The request:
Please recast the rows from the line holding "Task: Where can the boy with" through the end of the rows, inclusive, as a numbered list. Leave out any blank lines.

Object location annotation data
========================================================================
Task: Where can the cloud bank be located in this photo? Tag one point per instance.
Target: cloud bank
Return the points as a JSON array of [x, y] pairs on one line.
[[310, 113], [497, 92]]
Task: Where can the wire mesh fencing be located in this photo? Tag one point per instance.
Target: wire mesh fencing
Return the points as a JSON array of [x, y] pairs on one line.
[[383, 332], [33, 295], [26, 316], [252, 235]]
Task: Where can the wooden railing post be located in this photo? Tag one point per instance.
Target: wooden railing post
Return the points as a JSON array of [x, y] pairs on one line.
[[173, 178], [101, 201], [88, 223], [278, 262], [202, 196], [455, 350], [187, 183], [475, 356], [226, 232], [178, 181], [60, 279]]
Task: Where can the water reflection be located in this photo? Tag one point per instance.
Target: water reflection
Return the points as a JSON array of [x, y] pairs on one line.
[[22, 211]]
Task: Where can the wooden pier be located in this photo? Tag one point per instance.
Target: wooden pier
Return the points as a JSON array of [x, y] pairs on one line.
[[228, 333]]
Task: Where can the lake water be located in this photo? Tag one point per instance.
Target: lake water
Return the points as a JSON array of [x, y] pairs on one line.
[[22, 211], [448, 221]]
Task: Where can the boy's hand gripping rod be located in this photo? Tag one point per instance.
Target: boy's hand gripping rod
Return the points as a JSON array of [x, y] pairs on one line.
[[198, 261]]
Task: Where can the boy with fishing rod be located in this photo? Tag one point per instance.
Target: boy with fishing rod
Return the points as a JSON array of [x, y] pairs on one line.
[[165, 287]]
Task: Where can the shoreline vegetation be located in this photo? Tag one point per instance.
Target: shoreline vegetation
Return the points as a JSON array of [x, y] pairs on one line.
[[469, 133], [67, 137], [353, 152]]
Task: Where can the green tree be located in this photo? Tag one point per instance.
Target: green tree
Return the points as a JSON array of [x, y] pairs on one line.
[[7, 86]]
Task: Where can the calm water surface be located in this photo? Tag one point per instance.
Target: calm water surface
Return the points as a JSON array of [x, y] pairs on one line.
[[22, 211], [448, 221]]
========================================================================
Solution to the problem:
1. Task: Where can the boy with fishing rod be located in this photo? Tag one point per instance.
2. Target: boy with fishing rod
3. Return the points as a JSON array of [x, y] pairs on one line.
4. [[165, 287]]
5. Task: Where can the shoreline vegetation be located in this photo? Tag one point per instance.
6. Target: shoreline vegetation
7. Return the points as a JSON array of [x, y] pairs on one line.
8. [[469, 133], [67, 137], [353, 152]]
9. Task: Where can the green tree be located in this photo? Tag one point per instance.
10. Target: green tree
11. Return the points as a JSON array of [x, y] pairs on one line.
12. [[7, 86]]
13. Task: Where can the calm water surface be located in this photo? Tag one point per instance.
14. Target: calm water surface
15. Return the points as a JSON array of [x, y] pairs on one line.
16. [[22, 211], [448, 221]]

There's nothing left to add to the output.